Go through the entries below and report how many lines contain the string "green". Nothing but the number is wanted.

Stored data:
▼

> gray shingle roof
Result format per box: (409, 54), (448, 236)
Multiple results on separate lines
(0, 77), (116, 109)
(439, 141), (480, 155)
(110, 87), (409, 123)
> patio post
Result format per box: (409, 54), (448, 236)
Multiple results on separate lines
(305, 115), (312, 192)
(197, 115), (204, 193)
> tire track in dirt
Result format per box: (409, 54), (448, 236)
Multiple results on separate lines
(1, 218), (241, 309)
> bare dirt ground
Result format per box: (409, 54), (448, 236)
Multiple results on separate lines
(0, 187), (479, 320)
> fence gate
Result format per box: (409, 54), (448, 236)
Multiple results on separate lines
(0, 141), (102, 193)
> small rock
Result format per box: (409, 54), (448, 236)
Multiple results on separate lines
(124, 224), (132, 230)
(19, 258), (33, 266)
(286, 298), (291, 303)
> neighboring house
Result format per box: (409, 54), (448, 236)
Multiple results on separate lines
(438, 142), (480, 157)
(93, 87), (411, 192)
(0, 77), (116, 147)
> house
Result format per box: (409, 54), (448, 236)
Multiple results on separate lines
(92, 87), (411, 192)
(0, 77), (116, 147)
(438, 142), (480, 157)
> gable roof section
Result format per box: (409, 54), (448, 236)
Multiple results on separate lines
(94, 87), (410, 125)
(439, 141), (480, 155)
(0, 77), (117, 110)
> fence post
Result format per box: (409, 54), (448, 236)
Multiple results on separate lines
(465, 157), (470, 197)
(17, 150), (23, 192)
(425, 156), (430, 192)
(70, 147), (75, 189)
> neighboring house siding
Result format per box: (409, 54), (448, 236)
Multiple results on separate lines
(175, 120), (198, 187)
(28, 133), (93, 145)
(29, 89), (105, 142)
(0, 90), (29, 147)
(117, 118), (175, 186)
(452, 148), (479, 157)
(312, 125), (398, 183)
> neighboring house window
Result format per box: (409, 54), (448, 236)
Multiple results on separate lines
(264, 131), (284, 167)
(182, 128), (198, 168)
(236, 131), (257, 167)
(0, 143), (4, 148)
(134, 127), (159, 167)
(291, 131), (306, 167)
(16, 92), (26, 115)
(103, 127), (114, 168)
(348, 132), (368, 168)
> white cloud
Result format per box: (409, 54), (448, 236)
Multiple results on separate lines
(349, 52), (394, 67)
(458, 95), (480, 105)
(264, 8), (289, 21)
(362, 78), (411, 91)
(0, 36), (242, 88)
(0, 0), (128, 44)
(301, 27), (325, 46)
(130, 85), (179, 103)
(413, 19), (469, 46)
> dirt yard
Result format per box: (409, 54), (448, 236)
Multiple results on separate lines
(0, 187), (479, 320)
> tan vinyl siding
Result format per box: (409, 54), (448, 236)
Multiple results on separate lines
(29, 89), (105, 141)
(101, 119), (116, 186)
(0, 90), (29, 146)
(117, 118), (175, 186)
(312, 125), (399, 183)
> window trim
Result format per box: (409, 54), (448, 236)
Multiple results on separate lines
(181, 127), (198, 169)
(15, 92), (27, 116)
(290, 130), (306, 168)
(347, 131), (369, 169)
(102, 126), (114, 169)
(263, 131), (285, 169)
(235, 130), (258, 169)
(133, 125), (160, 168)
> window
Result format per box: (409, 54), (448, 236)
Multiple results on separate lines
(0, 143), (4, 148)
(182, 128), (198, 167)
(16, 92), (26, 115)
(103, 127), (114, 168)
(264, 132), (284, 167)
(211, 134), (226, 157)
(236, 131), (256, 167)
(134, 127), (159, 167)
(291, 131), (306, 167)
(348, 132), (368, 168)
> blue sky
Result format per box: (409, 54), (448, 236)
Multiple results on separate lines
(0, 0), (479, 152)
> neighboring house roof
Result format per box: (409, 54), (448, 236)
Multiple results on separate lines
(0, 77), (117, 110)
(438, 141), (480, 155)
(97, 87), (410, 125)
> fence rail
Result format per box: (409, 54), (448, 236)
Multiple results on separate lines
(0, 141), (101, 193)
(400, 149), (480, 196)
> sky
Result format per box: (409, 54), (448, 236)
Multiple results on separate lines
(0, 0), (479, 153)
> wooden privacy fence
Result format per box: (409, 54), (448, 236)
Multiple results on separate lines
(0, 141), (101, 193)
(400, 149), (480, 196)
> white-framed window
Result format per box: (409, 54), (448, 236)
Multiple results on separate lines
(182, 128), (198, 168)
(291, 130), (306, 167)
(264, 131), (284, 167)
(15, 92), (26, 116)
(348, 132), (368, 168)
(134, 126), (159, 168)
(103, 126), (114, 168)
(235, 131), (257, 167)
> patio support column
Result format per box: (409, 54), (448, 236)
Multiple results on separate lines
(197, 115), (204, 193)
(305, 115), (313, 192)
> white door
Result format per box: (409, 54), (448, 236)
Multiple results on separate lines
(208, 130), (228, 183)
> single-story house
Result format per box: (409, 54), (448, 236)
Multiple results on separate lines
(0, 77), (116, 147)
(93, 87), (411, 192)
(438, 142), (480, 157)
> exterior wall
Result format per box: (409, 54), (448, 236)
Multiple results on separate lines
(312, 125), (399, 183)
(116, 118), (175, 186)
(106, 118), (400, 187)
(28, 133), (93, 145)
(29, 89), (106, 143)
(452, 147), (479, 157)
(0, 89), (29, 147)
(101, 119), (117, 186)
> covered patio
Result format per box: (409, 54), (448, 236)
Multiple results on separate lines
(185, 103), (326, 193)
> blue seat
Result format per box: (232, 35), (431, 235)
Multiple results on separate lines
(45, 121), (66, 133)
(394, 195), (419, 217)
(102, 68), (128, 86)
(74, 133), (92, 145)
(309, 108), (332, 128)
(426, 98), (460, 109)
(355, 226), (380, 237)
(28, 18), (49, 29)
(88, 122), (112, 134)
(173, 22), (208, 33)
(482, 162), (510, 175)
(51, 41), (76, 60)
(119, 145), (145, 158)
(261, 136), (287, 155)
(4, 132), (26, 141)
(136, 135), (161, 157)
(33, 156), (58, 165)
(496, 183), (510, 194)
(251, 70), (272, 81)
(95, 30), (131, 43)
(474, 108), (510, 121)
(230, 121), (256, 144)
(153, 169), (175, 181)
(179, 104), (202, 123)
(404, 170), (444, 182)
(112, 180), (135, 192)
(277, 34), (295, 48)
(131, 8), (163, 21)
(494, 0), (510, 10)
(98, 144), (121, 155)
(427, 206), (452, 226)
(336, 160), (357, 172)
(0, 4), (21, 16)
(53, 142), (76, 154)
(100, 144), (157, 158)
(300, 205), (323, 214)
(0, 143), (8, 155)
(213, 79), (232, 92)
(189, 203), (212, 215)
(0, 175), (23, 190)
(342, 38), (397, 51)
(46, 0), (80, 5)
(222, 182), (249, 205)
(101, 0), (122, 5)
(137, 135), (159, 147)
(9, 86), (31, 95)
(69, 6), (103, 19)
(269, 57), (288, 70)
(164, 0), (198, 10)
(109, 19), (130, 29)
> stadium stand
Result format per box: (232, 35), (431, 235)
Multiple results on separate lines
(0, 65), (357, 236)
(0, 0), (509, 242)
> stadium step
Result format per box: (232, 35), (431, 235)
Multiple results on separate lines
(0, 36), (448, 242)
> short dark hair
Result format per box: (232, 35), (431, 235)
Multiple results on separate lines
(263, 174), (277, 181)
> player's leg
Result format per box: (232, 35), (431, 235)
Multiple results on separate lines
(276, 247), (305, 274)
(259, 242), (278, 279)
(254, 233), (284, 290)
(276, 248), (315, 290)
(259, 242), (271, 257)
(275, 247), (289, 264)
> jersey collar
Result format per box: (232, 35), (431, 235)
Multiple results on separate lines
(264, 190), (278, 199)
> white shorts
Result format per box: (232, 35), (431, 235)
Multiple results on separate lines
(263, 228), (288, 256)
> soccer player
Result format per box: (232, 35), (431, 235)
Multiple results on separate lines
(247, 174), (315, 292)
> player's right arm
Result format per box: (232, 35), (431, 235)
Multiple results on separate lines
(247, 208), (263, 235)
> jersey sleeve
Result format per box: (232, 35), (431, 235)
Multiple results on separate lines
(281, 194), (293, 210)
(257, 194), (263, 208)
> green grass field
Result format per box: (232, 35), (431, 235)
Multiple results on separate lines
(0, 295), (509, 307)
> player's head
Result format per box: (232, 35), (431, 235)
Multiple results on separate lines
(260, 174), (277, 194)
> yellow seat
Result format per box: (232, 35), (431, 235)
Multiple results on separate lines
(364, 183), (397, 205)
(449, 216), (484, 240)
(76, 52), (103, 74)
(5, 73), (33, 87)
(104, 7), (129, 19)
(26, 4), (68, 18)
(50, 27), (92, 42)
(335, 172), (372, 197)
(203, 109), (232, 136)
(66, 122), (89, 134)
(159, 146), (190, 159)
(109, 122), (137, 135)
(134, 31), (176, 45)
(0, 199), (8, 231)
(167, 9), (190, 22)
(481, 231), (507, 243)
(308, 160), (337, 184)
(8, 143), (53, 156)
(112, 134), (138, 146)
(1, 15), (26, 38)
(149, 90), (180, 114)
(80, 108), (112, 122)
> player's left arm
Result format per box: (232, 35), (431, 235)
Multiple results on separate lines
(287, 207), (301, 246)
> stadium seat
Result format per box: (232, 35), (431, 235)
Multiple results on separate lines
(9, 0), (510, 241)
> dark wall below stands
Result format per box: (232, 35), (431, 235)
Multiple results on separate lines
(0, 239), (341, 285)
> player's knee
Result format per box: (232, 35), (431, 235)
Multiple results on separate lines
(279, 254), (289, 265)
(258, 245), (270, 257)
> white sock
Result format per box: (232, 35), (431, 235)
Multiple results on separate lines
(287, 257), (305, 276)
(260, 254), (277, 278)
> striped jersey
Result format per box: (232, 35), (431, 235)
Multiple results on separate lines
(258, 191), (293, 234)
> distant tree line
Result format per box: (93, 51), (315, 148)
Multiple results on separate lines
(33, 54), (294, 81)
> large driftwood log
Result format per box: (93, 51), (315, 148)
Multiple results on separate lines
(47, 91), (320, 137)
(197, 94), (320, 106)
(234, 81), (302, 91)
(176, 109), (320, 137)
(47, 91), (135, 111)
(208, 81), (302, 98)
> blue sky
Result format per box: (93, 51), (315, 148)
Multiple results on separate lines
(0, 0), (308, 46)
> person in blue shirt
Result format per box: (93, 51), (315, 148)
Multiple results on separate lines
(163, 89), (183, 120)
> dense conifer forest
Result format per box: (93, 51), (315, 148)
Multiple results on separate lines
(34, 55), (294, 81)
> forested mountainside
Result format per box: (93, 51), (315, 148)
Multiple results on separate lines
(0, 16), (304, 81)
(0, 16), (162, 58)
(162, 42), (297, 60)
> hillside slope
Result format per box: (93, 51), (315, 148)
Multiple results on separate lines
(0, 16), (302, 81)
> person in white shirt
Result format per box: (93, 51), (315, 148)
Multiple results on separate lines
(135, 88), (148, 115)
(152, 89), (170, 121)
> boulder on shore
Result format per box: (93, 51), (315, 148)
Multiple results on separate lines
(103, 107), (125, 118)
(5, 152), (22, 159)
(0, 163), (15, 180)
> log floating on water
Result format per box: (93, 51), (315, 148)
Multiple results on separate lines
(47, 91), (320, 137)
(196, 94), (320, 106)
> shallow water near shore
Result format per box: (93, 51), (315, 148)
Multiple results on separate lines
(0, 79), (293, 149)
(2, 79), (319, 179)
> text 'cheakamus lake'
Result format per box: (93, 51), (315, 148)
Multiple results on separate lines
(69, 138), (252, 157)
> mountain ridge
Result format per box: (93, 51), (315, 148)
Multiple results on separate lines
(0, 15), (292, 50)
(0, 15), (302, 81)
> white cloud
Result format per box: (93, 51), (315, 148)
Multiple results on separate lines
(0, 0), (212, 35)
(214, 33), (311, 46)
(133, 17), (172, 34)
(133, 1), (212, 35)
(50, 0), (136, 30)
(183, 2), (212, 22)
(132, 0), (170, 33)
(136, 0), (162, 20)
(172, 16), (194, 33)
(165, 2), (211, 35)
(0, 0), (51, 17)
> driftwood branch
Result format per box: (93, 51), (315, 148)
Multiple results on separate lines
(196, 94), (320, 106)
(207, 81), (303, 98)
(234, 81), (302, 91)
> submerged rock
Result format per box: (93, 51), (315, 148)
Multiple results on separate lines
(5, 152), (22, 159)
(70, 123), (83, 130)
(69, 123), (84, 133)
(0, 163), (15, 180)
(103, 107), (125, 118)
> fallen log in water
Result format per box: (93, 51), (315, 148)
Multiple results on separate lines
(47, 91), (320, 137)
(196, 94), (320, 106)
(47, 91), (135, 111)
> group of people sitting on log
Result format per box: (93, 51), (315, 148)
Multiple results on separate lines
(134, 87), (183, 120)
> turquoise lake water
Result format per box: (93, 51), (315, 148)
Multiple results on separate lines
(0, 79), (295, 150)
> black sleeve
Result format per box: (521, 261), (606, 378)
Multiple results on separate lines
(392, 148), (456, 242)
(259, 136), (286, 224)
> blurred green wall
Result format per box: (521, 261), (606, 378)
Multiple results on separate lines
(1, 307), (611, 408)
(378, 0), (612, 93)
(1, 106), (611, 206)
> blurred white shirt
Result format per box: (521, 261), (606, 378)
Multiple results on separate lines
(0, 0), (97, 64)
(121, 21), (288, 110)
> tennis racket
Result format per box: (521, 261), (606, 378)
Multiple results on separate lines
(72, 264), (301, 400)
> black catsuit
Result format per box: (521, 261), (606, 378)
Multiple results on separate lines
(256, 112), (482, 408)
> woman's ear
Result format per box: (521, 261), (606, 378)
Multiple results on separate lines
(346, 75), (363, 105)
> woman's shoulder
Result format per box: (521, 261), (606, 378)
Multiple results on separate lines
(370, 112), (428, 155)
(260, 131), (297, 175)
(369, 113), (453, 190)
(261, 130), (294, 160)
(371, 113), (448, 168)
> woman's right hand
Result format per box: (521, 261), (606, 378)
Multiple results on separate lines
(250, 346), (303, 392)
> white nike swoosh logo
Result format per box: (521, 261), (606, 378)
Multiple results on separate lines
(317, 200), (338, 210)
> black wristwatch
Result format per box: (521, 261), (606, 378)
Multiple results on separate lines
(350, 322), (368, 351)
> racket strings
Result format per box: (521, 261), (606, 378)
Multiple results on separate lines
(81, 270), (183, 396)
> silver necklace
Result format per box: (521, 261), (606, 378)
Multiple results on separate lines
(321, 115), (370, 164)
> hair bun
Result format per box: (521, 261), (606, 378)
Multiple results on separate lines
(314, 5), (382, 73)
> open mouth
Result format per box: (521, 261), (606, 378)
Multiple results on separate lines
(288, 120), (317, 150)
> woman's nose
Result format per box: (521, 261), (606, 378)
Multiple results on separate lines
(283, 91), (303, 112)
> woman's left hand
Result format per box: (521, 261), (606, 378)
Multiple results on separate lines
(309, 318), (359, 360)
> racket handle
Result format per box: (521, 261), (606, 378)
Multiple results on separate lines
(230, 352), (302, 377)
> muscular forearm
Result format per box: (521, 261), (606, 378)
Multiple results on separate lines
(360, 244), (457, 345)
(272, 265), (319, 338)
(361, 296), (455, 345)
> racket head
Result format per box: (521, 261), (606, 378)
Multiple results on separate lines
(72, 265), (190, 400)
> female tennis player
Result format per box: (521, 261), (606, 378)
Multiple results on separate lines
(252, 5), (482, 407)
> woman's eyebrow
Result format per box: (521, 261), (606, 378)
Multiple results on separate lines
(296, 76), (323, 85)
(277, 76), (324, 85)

▲

### THE COMPLETED TASK
2